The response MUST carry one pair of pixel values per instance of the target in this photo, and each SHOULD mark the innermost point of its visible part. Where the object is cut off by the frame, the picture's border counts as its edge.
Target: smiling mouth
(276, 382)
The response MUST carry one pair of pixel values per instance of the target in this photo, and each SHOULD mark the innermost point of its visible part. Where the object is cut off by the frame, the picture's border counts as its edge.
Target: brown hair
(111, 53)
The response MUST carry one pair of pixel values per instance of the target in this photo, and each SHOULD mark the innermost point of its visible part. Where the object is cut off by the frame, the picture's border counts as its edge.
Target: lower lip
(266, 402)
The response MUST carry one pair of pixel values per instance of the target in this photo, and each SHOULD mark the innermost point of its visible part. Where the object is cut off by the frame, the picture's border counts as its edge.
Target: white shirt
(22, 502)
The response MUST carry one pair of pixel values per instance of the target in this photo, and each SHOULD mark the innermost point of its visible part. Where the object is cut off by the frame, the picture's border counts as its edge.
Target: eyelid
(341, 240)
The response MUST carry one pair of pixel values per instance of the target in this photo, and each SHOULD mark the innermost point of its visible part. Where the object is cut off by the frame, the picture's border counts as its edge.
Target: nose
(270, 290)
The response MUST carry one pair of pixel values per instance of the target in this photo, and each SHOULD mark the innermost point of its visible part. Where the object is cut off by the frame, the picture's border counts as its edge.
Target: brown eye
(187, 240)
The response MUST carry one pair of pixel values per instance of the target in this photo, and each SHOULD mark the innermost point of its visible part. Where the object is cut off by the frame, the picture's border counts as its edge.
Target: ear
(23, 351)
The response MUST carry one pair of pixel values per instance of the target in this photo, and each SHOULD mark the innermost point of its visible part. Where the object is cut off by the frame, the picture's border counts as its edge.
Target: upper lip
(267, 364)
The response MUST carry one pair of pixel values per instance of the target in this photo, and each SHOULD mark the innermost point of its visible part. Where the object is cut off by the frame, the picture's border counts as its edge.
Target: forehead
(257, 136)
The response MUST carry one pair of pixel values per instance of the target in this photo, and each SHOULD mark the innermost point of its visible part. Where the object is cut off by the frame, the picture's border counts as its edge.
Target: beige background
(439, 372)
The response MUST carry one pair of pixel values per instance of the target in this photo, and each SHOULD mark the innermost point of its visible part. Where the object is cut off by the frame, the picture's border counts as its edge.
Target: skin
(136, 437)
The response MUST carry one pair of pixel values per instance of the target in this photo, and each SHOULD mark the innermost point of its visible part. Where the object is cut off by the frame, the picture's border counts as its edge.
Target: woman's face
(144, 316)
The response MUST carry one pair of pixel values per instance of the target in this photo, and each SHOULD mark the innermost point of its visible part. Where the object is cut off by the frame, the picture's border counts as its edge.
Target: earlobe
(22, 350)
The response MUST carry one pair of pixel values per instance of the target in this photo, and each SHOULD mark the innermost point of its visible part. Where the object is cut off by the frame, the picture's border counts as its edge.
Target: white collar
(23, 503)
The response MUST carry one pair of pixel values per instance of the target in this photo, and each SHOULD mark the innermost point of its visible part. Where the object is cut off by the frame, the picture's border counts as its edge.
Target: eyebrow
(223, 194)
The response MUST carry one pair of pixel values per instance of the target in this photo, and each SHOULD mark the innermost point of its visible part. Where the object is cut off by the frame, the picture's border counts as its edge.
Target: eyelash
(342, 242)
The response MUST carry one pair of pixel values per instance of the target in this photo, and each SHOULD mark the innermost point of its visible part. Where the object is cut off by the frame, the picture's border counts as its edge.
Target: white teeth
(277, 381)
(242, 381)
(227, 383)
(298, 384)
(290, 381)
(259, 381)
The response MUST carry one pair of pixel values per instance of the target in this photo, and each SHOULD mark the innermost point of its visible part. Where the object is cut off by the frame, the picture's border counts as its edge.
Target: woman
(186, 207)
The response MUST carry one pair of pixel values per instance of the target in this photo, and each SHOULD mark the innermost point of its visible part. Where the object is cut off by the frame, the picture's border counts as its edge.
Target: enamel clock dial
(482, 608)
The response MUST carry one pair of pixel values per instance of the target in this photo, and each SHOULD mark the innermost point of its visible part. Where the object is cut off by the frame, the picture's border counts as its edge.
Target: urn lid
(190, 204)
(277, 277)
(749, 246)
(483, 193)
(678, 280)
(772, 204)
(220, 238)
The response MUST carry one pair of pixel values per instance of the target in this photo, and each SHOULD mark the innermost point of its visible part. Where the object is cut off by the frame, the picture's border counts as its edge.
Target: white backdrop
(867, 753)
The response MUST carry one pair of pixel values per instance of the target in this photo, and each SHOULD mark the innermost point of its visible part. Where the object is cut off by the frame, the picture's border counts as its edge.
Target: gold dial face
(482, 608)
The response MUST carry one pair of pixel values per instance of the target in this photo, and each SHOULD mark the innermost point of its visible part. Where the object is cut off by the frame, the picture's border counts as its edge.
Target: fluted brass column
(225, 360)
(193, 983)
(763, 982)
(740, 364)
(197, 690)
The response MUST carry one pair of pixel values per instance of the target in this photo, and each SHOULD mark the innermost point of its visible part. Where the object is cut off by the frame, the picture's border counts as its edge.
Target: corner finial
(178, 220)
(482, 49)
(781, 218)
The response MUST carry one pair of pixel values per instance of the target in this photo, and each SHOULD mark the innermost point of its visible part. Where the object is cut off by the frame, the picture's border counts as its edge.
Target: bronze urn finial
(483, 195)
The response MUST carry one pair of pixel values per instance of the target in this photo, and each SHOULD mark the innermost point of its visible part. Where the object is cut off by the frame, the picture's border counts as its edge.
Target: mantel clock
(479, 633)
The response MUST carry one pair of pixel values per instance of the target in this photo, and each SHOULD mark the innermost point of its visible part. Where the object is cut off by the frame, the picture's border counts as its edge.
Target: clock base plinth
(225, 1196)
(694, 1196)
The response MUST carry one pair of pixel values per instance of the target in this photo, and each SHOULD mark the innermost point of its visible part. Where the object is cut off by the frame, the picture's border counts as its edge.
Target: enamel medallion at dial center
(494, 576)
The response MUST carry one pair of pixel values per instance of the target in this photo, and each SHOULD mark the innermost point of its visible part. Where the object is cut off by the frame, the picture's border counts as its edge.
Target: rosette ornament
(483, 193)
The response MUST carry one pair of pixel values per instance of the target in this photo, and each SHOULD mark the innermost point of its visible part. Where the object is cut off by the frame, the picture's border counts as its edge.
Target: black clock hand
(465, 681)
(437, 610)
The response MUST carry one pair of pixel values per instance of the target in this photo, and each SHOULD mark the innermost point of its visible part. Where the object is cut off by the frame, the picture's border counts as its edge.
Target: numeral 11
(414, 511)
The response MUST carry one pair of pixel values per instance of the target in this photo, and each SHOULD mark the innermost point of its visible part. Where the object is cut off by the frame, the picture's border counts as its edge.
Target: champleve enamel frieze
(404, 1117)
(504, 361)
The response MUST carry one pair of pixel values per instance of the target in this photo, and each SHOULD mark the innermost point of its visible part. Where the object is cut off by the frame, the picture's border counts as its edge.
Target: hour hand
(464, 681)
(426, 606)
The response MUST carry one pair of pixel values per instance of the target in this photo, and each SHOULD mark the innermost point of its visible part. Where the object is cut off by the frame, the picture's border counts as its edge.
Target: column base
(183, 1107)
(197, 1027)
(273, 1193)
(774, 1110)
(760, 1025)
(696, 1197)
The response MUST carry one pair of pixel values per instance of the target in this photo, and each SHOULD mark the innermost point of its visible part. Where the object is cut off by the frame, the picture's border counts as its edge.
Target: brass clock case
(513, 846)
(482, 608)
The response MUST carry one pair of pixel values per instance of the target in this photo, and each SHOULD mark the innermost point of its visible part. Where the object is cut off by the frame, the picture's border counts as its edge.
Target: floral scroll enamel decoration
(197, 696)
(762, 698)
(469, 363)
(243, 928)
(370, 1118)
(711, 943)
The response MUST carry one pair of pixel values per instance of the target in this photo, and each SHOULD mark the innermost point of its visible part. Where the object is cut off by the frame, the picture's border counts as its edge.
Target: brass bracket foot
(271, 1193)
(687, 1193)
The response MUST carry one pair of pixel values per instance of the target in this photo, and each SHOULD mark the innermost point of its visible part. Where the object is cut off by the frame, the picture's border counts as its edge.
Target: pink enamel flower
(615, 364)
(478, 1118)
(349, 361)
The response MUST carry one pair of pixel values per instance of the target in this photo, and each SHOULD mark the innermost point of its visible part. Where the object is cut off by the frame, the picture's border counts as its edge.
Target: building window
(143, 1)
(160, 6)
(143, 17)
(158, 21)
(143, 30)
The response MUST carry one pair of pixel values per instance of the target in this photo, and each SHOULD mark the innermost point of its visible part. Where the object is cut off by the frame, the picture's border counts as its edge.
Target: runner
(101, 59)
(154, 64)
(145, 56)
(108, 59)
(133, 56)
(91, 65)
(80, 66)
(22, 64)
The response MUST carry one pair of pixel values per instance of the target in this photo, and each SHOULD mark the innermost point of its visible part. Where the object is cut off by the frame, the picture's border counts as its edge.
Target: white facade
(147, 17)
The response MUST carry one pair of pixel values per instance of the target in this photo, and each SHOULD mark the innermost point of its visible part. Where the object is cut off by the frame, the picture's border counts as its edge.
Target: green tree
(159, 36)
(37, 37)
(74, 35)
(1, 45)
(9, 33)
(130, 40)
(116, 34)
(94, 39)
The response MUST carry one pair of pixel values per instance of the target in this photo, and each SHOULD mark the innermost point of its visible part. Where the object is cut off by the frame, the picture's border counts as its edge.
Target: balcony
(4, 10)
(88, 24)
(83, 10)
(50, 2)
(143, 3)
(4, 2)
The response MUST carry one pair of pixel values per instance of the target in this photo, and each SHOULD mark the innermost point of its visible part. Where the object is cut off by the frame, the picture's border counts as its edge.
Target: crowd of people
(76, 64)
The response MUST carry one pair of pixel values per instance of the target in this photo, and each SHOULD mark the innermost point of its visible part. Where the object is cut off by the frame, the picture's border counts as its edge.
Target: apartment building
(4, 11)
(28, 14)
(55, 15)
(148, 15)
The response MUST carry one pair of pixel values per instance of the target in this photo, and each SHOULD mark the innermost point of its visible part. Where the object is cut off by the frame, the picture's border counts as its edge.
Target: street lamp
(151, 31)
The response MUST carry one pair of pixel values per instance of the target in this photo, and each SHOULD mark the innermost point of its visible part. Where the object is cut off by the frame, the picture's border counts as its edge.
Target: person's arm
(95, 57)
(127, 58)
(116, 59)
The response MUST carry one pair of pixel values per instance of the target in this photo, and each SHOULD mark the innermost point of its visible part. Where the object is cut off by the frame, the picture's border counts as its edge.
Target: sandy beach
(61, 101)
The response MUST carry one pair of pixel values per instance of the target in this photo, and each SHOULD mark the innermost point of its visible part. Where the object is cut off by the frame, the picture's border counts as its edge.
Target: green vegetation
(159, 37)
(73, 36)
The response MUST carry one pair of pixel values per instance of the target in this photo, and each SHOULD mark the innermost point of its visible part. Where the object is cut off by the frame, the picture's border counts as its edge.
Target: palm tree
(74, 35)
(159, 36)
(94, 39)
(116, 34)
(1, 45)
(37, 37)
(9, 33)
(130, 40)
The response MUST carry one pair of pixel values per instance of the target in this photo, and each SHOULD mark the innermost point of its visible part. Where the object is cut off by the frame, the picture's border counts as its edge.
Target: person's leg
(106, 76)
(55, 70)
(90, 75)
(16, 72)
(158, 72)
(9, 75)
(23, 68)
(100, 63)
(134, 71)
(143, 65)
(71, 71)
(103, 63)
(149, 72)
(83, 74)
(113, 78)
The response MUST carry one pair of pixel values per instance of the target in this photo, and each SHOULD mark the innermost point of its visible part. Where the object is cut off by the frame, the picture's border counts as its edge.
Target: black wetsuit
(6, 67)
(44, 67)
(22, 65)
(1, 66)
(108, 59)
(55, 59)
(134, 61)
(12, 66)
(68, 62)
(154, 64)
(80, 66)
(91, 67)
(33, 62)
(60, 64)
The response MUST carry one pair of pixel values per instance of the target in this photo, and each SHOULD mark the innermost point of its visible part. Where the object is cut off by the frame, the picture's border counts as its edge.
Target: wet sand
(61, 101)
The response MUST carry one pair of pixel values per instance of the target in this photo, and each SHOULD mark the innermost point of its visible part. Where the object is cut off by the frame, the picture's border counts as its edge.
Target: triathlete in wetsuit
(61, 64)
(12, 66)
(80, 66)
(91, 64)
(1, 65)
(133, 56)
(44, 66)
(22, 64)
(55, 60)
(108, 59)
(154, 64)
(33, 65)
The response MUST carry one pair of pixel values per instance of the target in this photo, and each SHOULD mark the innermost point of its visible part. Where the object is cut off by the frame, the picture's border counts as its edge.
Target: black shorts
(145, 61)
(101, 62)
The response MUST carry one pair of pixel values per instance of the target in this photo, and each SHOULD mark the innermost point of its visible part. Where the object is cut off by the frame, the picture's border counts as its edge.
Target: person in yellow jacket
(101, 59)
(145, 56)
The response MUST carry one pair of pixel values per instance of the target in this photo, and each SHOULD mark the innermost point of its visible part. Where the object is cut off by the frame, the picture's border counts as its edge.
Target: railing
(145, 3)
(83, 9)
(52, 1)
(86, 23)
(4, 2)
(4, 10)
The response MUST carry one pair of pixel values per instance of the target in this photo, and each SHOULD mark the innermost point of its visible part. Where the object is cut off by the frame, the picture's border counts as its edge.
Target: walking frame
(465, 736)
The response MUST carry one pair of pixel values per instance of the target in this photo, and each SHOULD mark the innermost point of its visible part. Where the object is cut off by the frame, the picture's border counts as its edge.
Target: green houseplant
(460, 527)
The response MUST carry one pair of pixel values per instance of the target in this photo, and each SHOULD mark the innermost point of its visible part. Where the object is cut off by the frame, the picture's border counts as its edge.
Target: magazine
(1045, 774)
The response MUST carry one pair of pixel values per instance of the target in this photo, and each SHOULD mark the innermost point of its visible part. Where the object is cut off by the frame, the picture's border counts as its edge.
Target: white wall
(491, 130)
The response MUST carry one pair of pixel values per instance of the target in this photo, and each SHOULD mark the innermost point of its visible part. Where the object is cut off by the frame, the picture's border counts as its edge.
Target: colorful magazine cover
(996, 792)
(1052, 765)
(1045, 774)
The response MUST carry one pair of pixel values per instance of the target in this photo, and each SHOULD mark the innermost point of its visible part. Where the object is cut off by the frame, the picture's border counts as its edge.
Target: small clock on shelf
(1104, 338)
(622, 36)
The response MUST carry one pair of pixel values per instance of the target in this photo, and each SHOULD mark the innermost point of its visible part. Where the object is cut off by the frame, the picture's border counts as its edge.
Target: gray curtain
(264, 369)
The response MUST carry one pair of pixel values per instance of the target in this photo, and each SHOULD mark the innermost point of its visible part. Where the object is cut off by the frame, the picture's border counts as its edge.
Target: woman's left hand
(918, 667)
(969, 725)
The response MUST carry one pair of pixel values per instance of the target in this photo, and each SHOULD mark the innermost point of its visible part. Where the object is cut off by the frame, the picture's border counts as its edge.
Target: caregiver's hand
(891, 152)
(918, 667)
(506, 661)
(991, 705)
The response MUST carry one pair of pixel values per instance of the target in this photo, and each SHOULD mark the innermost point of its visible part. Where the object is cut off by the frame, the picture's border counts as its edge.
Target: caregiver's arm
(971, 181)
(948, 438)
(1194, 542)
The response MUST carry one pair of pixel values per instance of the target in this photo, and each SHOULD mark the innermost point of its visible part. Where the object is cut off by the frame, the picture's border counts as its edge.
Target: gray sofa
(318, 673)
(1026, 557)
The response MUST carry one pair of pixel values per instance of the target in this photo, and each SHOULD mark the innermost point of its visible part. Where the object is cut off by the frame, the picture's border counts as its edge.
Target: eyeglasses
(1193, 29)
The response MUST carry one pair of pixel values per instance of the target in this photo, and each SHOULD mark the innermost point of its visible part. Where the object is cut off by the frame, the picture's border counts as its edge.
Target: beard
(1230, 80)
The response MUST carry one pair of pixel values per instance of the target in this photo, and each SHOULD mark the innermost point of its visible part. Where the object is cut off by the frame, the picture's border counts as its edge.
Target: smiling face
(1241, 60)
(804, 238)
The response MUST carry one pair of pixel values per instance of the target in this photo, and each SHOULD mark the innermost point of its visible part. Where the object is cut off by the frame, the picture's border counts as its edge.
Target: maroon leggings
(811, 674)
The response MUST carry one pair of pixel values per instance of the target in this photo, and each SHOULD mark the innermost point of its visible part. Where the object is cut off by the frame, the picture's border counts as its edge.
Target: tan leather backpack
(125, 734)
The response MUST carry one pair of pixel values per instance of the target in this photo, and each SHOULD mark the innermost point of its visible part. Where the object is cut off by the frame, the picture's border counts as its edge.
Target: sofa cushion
▬▬▬▬▬▬
--- About this exercise ---
The answer is the run of lines that starts at the one containing "Target: maroon leggings" and ends at the last line of the material, reproduced exactly.

--- Solution for this exercise ---
Target: maroon leggings
(811, 674)
The response MUST carry one pair of pixel values per instance of the target in this photo, and each SHOULD mark the innermost point of its visible part. Where the object is cut off by the frame, the picture's border counts as its edge.
Target: tan leather backpack
(125, 734)
The response MUST carry one pair of pixel values per instance of the target in this photo, and each SHOULD mark the innermost point of its visible part. Where the object is cut off by the frame, the picture's border counts as its edge.
Target: sofa cushion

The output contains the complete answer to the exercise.